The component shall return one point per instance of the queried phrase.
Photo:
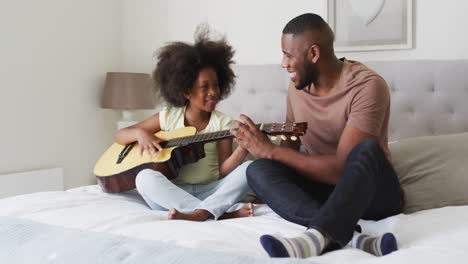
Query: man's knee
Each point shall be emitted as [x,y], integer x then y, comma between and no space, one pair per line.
[256,172]
[368,145]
■ ■ ■
▸ **Written exercise**
Reproduce the entries above word for word, omitting the pictures.

▸ **The output**
The component shall return one point per instance of the queried phrase.
Photo:
Query: man's knee
Each point shall be emitted as [x,y], integer x then y, comma between and no space, one pair per line.
[256,172]
[368,145]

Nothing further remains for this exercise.